[Problem to work on] Copy the line with "Locate the metal spoon" and all lines following it through the last line of the entries, exactly as written.

[Listing]

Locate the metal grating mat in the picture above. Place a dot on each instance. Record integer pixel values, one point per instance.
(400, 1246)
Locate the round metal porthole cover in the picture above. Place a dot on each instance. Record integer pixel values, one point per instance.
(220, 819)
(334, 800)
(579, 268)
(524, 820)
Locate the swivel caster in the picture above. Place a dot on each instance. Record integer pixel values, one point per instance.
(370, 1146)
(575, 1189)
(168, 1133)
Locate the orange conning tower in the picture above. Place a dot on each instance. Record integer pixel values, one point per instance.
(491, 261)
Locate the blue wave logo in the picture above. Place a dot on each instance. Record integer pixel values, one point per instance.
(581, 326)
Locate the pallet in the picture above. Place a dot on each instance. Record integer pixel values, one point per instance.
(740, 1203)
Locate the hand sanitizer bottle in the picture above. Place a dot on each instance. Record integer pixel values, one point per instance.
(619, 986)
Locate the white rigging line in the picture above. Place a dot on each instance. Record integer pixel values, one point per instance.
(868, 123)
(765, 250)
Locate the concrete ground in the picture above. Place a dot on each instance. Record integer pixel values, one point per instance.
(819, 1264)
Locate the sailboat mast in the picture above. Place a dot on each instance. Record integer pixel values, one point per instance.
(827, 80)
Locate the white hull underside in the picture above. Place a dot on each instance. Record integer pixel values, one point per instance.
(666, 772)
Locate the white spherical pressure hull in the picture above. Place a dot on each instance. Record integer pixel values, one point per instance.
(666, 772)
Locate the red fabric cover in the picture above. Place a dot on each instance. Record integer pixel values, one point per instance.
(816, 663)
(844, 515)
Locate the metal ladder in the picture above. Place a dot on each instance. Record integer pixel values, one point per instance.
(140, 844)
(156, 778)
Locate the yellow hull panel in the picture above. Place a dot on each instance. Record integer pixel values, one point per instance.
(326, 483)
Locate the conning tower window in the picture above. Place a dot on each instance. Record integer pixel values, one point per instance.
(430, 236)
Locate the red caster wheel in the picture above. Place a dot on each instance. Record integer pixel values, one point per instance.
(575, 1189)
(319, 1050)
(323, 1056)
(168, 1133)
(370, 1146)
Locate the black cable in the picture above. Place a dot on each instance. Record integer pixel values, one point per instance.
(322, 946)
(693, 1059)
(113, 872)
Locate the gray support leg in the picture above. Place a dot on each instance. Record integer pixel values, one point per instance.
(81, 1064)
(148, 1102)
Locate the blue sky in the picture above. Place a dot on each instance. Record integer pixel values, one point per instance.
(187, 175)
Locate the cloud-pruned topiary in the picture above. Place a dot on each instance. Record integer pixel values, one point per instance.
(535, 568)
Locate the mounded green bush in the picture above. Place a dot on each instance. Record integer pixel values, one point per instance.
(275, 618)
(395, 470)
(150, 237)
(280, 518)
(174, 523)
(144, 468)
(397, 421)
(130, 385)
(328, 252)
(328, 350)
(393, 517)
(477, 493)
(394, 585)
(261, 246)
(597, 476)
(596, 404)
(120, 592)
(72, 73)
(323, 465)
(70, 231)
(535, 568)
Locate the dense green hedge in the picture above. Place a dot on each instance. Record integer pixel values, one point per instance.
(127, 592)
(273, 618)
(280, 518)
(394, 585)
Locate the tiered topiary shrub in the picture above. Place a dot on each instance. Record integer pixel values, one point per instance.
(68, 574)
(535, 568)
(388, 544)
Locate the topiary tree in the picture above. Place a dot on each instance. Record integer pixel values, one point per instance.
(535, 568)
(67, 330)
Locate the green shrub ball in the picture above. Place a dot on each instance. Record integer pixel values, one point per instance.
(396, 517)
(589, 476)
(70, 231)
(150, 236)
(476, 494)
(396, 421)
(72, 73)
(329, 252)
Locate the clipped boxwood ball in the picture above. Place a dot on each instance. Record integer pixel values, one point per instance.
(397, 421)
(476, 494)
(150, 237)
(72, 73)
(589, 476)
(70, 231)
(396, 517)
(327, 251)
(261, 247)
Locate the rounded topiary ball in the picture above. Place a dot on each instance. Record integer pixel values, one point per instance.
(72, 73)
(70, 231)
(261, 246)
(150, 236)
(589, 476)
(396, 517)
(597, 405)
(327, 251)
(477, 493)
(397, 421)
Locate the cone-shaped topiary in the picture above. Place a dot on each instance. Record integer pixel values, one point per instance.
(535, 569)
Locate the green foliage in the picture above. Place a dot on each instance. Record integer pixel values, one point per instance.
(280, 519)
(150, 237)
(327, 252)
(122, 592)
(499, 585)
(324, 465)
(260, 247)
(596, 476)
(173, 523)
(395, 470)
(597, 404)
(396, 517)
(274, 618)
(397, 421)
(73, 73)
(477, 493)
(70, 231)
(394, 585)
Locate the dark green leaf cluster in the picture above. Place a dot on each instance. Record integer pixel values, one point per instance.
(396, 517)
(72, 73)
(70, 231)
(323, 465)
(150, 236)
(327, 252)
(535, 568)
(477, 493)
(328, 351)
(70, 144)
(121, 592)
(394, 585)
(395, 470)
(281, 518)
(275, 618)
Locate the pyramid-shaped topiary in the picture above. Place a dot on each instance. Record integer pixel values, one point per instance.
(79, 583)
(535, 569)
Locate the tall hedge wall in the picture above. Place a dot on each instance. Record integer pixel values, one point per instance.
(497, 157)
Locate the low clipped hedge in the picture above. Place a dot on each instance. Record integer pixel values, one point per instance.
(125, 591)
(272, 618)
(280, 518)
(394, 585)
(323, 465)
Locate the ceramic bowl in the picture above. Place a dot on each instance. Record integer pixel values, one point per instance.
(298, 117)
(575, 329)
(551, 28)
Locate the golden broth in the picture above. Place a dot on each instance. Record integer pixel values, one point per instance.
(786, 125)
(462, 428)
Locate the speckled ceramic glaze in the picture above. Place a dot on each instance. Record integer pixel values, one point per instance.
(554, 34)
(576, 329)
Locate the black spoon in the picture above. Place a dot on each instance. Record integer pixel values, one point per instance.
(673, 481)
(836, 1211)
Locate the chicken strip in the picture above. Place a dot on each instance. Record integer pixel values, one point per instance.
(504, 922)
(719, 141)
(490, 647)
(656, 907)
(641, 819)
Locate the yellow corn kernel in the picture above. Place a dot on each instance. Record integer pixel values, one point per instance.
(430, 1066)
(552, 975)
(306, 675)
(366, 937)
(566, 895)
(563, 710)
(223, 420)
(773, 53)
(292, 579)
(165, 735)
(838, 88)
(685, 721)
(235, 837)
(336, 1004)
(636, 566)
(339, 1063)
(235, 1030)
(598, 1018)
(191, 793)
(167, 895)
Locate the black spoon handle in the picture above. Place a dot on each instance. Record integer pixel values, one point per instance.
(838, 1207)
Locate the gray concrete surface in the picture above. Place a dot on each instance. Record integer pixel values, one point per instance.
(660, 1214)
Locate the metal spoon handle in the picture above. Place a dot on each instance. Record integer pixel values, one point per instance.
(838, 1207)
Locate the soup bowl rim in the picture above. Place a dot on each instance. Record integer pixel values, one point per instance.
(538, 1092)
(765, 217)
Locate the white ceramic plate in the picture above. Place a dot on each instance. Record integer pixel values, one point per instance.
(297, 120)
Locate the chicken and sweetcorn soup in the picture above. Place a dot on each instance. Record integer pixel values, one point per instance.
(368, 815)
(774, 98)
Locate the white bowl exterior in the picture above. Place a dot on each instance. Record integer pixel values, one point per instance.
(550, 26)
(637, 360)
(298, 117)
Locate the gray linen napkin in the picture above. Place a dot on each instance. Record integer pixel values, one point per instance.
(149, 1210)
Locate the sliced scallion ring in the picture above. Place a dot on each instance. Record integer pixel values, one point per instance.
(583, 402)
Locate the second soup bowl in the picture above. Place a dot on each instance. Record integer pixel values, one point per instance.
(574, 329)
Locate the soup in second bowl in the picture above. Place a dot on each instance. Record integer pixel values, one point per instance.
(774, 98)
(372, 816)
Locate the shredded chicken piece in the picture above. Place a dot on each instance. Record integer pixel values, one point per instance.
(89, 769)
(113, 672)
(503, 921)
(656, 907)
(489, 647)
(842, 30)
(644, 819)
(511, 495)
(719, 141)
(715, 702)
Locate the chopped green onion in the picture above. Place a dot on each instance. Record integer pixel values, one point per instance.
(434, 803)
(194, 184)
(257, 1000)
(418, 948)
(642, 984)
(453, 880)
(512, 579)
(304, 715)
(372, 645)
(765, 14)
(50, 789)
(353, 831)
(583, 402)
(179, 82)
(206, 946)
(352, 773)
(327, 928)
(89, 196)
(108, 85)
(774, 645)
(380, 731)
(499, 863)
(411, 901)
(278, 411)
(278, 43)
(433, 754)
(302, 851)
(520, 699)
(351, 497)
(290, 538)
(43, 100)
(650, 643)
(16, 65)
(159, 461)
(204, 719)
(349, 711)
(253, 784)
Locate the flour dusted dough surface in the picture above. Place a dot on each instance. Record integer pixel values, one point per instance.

[Response for this exercise]
Locate the metal spoon handle in the picture above. Place a dot on each instance. Record integer pixel values, one point per instance.
(838, 1207)
Locate the soup bowl rim in the picture above. Place a dot on each instance. Record integer pixel values, one point per instance.
(538, 1092)
(765, 217)
Locate the white ceramic plate in the picture above. Place a dot on each instance. Record integer pixel values, one point per instance.
(297, 120)
Locate the chicken and sweetcorn soup in the picture above. Place a dot on each instance. Record integer pixel values, one point per instance.
(368, 815)
(774, 98)
Locate the white bowl exterior in the picture above. Place a dot on each instance. Record integer pixel values, one point per instance.
(550, 26)
(637, 360)
(298, 117)
Locate the gray linen napkin in the picture above. Place a dot on each instance. Record integer pixel values, one point per instance.
(149, 1210)
Locate the sliced scallion ring in the picture above. Place a dot on each instance. Record integer pixel values, one point per instance.
(583, 402)
Locate the second soup bowl in the picture above. Place a dot on each instance. Record integer pixel values, one point per instance.
(574, 329)
Locate the soup in second bowl in the picture above. Place a dot on each instance. Record integer pixel values, one point per instance.
(774, 98)
(372, 816)
Locate the shredded chicken piece in the picture above. Place a dot on each instance. Record integer pixel values, one point per instance.
(89, 769)
(113, 672)
(503, 921)
(656, 907)
(489, 647)
(842, 30)
(644, 819)
(511, 495)
(719, 141)
(715, 702)
Locate the chopped green onion in the picture above. Place a dot on each instance. Record integer pixel values, one point per instance.
(434, 803)
(194, 184)
(257, 1000)
(418, 948)
(642, 984)
(453, 880)
(512, 579)
(304, 715)
(372, 645)
(765, 14)
(50, 789)
(353, 831)
(583, 402)
(179, 82)
(206, 946)
(352, 773)
(327, 928)
(89, 196)
(108, 85)
(774, 645)
(380, 731)
(499, 863)
(411, 901)
(278, 411)
(278, 43)
(433, 754)
(302, 851)
(520, 699)
(351, 497)
(290, 538)
(43, 100)
(650, 643)
(16, 65)
(159, 461)
(204, 719)
(349, 711)
(253, 784)
Locate the flour dusted dough surface in the picture above. Place a dot on each instance. Record integer pixel values, one point per instance.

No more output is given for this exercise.